Emma Sansom (June 2, 1847 – August 9, 1900) was an Alabama farm worker noted for her actions during the American Civil War, during which she assisted the campaign of Confederate Army general Nathan Bedford Forrest. Activists in the 2020 racial protests, including descendants of Sansom herself, called for the removal of a statue commemorating her in Gadsden, Alabama.

Early life 
Sansom was born on June 2, 1847, near Social Circle, Georgia, to Micajah and Levina Vann Sansom, a niece of Cherokee leader James Vann. Around 1852, she and her family moved to a farm just outside Gadsden, Alabama. Her father died in 1858, by which time there were twelve children in her family.

Streight's raid 
In April 1863, Confederate Brig. Gen. Nathan Bedford Forrest was ordered into northern Alabama to pursue Union Colonel Abel Streight, who had orders to cut off the Confederate railroad near Chattanooga, Tennessee. On May 2, 1863, Streight arrived just outside Gadsden and prepared to cross Black Creek. Because the creek was swollen due to rain, Streight realized that if he destroyed the bridge he could get a few hours' respite from the pursuit of Forrest. Seeing the nearby Sansom farmhouse, he rode upon it and demanded some smoldering coal, which he could use to burn the bridge. When Forrest's men arrived at the site, they found the burned out bridge and came under fire from Streight's men.

Forrest rode to the Sansom house and asked whether there was another bridge across the creek. Emma Sansom, then 16 years old, told him that the nearest bridge was in Gadsden, two miles away. Forrest then asked if there was a place where he could get across the creek. Emma told him that if one of his men would help saddle her horse, she would show him a place that she had seen cows cross the creek, and that he might be able to cross there. He replied that there was no time to saddle a horse and asked her to get on his horse behind him. As they started to leave, Emma's mother objected, but relented when Forrest assured her that he would bring the girl back safely. Emma then directed Forrest to the spot where he could cross the river. Some accounts of the skirmish indicate that the two came under fire from Union soldiers, who subsequently ceased fire when they realized that they had been firing on a teenage girl. After taking Emma back to her home, Forrest continued his pursuit of Streight, whom he was able to capture near Cedar Bluff the following day.

▸ **REQUIRED ACTIONS**
1 - Summarize the passage on Emma Sansom in two sentences.
2 - Answer these from the passage on Emma Sansom:
(a) Near what town was Sansom born?
(b) What did Streight demand at the Sansom farmhouse?
(c) Where did Forrest capture Streight?
3 - Write a continuation of the passage on Emma Sansom that picks up after its final sentence.
These rows have no connection to the passage on Emma Sansom.

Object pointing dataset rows
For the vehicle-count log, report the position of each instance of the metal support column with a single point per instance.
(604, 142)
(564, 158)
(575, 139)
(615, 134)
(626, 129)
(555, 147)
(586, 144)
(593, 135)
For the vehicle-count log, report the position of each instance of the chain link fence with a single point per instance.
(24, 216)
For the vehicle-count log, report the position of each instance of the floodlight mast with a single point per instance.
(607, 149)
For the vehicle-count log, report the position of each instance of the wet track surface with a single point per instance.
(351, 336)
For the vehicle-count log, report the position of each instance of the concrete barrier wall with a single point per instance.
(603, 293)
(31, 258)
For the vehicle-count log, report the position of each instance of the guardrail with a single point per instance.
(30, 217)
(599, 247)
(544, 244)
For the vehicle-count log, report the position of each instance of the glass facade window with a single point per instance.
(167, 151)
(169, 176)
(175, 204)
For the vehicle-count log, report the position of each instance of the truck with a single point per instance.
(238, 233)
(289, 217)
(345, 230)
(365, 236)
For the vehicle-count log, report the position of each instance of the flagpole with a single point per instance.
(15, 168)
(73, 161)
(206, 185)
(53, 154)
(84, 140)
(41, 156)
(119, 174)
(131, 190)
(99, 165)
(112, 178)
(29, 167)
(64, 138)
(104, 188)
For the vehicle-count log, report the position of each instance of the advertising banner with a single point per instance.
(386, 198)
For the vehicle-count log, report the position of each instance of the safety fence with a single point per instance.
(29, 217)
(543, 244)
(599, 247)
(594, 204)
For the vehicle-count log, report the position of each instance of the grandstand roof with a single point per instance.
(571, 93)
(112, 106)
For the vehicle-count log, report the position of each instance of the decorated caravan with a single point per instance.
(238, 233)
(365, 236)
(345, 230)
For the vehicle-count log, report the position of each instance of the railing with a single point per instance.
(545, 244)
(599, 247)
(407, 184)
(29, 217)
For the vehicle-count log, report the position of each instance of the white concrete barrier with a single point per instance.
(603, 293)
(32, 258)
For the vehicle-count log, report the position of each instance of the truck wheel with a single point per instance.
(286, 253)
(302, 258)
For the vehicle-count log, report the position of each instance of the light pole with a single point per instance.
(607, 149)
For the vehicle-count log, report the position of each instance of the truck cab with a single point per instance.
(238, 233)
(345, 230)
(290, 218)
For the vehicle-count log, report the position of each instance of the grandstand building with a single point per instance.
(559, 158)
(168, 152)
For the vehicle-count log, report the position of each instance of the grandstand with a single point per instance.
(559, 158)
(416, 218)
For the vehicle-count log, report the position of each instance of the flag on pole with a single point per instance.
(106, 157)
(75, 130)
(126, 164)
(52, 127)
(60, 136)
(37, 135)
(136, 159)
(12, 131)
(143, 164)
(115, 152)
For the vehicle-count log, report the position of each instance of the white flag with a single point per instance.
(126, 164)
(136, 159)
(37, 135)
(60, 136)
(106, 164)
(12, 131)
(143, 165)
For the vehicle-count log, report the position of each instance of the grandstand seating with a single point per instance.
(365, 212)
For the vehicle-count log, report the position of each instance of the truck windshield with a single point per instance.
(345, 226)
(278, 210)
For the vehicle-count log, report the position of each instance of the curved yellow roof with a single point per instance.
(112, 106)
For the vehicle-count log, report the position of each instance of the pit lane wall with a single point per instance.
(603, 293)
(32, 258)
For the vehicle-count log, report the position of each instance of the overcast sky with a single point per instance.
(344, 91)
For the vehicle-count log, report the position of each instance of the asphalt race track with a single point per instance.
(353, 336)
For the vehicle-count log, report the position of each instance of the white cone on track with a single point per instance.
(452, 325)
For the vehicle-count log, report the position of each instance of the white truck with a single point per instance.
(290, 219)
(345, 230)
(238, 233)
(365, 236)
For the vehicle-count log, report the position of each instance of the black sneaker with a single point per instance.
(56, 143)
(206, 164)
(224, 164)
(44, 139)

▸ **RESULTS OF THE EXERCISE**
1 - Emma Sansom, born in 1847 near Social Circle, Georgia, was an Alabama farm worker who helped Confederate general Nathan Bedford Forrest during the Civil War, and a statue of her in Gadsden later drew calls for removal during the 2020 protests. In May 1863, after Union Colonel Abel Streight burned the bridge over Black Creek, the 16-year-old Sansom rode behind Forrest to show him a place where cows crossed the creek, and Forrest went on to capture Streight near Cedar Bluff the next day.

2 -
(a) Near Social Circle, Georgia.
(b) Some smoldering coal, to burn the bridge.
(c) Near Cedar Bluff.

3 -
Sansom's actions are noteworthy in that openly aiding Confederate forces could have subjected her and her family to prosecution (or even death) from the Union Army.

Later life 
Sansom married Christopher B. Johnson on October 29, 1864, and moved to Texas in late 1876 or early 1877. She died August 9, 1900 in Upshur County, Texas, and is buried in Little Mound Cemetery.

Honors
In 1907, a monument was constructed in Gadsden at the western end of the Broad Street bridge across the Coosa River in honor of her actions. When the residents of Alabama City, Alabama (later annexed into Gadsden) built a high school in 1929, they named it in her honor. With the consolidation of the three Gadsden city high schools at the end of the 2006 school year, General Forrest Middle School was closed and Emma Sansom High School became Emma Sansom Middle School.

Controversy 

In 2020, the statue became a place of conflict between Black Lives Matter protestors and counter-protestors during the wave of racial justice protests triggered by the murder of George Floyd by Minneapolis Police Department officers. The Gadsden city council had debated moving the statue to a nearby cemetery where Confederate soldiers were buried, but voted against it.

Preston Rhea, a descendant of Sansom, wrote a letter signed by thirteen other descendants in support of removing the monument. The Southern Poverty Law Center has identified this statue as one of hundreds of statues constructed by the Lost Cause movement to support white supremacy during the Jim Crow era.

References

 Alabama Department of Archives and History
 Emma Sansom Marker, Social Circle, GA
 Emma Sansom article, Encyclopedia of Alabama
 Wyeth, John Allan. Life of Lieutenant-General Nathan Bedford Forrest. New York and London: Harper and Brothers, 1908. . Retrieved December 2, 2015.

External links
 Monroe F. Cockrell research notes, W.S. Hoole Special Collections Library, The University of Alabama.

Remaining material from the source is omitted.